#### [THE TASK]
Please collect every line of the records below that contains the string "snowboard" and copy each one out in full.

#### [Location identification records]
[start]

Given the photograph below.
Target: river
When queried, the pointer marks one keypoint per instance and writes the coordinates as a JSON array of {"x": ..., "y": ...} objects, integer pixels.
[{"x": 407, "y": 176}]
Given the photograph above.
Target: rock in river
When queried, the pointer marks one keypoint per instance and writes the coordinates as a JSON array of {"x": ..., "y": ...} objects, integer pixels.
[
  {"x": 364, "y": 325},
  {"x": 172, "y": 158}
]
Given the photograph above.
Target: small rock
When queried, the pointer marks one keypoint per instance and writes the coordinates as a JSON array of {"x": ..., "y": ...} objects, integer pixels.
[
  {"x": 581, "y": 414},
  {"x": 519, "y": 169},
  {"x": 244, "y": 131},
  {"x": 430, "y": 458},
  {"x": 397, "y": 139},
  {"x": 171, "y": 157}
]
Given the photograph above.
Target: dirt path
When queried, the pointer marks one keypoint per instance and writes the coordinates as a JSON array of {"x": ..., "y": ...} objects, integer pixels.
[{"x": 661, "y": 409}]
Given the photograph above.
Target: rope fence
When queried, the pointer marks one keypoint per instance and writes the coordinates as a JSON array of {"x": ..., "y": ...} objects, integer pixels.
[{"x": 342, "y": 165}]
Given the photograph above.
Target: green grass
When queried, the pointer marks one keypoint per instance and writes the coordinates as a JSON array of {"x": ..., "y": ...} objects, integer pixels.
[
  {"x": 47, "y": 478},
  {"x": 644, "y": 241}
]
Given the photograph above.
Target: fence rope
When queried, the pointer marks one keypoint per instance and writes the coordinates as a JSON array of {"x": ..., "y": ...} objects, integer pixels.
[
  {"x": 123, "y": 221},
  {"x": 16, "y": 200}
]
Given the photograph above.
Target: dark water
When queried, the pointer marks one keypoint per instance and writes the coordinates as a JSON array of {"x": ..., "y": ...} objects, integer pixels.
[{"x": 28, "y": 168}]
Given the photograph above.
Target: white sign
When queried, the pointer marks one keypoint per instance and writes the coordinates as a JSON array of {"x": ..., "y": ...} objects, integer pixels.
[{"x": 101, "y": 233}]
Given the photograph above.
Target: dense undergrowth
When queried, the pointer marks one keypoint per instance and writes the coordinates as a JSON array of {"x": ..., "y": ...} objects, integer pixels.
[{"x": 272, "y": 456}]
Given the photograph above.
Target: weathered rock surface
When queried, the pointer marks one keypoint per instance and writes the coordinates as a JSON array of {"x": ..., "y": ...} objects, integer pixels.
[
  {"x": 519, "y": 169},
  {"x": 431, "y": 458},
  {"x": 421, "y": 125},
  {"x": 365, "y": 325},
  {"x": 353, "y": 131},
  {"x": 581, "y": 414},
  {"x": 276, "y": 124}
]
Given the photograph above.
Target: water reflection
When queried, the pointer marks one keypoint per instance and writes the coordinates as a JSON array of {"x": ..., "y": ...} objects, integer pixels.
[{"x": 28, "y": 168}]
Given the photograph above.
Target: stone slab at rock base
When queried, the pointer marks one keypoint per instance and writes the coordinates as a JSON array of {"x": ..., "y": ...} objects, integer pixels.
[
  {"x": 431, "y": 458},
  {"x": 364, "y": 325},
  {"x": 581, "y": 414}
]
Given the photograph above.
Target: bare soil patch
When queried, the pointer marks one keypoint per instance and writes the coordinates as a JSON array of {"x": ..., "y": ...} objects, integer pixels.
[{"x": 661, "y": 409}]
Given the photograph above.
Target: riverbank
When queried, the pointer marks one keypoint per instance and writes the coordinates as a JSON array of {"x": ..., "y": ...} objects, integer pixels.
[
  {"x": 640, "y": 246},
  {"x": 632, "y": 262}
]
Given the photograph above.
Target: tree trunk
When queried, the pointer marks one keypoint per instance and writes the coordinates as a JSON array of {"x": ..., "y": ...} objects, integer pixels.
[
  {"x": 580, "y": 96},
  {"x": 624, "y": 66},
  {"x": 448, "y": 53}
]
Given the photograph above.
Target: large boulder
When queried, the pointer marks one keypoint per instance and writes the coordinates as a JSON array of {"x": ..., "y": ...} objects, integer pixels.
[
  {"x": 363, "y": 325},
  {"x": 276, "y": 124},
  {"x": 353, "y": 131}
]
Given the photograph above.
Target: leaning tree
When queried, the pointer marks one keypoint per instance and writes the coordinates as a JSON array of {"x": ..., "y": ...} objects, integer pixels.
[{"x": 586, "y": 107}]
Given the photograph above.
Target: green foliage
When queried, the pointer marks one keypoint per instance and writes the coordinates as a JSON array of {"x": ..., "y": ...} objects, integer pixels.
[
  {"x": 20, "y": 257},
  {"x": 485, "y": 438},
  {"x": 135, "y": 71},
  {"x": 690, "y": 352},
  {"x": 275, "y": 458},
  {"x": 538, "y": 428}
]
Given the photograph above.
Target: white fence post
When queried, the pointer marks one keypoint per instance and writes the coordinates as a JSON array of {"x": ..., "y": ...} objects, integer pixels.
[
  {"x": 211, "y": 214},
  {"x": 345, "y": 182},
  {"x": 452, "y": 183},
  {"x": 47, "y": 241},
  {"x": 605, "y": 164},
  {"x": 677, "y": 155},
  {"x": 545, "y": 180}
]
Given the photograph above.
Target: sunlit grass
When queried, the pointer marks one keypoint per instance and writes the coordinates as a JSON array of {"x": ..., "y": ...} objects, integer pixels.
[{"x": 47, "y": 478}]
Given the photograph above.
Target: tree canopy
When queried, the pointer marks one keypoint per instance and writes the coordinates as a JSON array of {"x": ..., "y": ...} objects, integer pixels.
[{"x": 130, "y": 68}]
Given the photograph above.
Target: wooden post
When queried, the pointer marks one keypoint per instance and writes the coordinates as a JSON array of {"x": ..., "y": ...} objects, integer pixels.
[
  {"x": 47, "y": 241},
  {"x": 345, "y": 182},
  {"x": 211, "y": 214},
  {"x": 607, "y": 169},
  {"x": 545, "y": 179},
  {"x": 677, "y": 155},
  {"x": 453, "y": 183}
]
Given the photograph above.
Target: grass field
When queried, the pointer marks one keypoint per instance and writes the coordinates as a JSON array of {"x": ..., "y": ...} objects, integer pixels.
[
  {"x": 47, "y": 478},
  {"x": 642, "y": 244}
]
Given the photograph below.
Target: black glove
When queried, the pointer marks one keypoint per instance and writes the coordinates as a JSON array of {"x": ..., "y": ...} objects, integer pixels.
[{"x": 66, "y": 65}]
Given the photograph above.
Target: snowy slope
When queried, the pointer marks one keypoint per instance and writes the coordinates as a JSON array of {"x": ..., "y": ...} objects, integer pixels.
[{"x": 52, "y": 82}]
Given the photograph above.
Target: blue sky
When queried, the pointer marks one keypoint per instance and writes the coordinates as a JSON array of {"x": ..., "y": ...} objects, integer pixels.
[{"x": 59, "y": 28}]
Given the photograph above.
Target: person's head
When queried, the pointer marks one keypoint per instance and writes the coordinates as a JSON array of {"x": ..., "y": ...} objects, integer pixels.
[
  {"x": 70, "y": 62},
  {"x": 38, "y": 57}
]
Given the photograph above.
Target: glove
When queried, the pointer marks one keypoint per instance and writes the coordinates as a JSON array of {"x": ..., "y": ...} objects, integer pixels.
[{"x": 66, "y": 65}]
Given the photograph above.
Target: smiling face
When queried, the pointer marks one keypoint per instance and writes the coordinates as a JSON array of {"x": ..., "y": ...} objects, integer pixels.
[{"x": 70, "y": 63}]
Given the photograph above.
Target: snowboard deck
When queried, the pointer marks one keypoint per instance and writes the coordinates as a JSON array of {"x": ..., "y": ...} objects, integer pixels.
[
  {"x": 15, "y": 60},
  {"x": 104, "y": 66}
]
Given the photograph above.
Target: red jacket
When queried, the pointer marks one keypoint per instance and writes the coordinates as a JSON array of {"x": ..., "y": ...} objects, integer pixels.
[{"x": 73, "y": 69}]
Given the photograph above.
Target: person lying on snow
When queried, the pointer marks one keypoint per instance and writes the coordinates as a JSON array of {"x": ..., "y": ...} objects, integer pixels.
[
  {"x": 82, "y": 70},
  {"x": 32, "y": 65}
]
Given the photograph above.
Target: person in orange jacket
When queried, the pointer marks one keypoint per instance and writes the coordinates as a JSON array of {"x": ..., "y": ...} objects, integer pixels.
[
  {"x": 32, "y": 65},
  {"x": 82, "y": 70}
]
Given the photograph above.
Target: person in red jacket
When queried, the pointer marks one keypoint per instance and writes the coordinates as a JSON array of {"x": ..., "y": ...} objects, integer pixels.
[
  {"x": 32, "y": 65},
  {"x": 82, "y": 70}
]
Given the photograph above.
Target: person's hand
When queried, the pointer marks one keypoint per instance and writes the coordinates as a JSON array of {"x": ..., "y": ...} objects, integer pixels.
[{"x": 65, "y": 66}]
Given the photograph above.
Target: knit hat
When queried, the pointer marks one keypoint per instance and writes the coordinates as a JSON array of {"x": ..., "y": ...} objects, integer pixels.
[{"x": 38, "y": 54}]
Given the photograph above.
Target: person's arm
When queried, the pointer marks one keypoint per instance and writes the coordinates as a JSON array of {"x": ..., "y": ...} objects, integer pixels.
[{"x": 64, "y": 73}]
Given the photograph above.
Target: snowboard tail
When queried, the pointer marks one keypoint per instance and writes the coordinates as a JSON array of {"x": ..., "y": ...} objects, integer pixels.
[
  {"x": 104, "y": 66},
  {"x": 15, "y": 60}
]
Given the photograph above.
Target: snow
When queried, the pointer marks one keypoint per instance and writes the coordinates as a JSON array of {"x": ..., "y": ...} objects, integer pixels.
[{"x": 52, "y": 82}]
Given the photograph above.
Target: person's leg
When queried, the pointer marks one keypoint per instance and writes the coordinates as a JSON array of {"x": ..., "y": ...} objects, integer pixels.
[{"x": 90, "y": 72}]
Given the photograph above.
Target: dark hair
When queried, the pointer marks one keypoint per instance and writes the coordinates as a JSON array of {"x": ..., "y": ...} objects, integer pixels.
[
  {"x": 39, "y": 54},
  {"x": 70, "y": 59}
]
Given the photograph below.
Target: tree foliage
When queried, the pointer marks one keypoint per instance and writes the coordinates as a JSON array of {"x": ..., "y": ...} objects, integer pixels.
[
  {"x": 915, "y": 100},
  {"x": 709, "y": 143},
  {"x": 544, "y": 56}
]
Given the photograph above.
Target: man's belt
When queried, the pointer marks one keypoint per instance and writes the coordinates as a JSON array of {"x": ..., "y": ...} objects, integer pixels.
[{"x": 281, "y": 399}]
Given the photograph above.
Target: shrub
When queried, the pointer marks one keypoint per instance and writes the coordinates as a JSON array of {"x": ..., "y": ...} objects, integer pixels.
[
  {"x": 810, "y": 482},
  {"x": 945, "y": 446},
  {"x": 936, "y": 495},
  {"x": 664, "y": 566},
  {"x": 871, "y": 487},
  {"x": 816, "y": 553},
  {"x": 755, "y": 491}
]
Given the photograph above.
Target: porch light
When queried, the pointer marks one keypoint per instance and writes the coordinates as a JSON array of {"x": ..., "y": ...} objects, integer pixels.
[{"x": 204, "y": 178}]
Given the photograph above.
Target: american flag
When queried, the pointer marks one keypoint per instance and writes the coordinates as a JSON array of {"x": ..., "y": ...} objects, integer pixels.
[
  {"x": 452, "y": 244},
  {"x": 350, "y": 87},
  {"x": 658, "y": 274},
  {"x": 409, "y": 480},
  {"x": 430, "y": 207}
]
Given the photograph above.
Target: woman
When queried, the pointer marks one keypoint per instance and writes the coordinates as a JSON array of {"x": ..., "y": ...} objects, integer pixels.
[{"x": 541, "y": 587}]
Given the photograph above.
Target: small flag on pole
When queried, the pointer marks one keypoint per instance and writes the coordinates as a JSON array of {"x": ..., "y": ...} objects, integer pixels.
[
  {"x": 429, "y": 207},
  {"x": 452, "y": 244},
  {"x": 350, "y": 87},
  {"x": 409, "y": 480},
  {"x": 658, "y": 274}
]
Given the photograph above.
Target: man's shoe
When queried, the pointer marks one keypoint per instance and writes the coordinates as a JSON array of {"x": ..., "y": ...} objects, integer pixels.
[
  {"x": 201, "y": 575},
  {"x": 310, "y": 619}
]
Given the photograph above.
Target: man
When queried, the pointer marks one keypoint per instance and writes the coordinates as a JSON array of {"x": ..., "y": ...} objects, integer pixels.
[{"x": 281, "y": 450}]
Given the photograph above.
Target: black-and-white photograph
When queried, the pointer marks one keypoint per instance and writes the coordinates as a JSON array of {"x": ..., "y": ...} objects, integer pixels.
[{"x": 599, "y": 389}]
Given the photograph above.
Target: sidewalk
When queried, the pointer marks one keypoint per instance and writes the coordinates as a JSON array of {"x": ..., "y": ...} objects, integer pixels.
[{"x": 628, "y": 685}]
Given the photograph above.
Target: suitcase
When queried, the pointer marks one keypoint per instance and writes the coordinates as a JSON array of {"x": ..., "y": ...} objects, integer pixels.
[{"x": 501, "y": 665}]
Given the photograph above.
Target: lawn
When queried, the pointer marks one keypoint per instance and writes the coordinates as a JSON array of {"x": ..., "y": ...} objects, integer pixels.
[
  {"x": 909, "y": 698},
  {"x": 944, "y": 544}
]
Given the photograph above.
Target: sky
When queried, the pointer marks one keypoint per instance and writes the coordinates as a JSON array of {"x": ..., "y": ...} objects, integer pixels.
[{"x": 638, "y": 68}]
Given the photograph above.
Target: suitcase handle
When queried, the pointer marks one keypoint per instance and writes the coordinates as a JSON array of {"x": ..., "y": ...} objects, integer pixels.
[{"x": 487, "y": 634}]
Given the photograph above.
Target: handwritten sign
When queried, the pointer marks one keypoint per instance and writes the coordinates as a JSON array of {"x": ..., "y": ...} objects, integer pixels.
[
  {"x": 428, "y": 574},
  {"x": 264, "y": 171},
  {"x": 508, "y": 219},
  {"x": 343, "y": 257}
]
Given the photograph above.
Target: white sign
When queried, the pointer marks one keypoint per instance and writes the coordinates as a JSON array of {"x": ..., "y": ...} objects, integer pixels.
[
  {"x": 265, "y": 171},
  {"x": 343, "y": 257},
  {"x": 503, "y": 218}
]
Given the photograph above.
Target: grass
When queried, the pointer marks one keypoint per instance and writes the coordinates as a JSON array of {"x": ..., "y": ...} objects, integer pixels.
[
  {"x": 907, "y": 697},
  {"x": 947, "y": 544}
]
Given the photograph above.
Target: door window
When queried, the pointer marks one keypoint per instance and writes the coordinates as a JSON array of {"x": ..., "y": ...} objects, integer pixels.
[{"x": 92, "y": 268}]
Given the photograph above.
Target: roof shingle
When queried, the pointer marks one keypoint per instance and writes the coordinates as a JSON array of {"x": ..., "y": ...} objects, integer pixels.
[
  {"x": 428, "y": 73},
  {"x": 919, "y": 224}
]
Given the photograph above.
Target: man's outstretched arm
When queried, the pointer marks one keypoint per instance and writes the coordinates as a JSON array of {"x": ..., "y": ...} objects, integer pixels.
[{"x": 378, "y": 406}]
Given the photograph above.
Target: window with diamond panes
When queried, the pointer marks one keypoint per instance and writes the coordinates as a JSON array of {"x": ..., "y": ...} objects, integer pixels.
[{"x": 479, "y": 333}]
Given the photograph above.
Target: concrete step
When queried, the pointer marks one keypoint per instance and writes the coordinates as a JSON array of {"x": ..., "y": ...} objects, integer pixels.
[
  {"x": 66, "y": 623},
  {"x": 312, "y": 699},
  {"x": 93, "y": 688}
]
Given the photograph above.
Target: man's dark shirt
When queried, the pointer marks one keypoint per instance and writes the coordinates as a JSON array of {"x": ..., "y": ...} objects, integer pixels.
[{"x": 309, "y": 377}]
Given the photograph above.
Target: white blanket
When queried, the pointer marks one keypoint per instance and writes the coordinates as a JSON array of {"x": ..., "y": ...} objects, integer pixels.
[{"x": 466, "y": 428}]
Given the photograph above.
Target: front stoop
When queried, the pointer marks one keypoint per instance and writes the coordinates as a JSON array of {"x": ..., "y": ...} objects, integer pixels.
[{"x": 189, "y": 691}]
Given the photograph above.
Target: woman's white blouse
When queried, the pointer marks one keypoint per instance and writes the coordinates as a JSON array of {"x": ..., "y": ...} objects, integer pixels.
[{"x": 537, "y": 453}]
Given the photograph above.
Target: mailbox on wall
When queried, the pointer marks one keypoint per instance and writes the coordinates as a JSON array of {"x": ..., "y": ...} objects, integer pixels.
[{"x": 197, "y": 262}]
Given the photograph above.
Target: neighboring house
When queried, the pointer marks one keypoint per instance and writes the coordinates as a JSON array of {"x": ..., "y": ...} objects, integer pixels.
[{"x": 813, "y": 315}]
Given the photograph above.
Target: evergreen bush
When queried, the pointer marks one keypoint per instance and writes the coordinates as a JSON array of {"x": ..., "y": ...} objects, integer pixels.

[end]

#### [EXPECTED ANSWER]
Target: snowboard deck
Target: snowboard tail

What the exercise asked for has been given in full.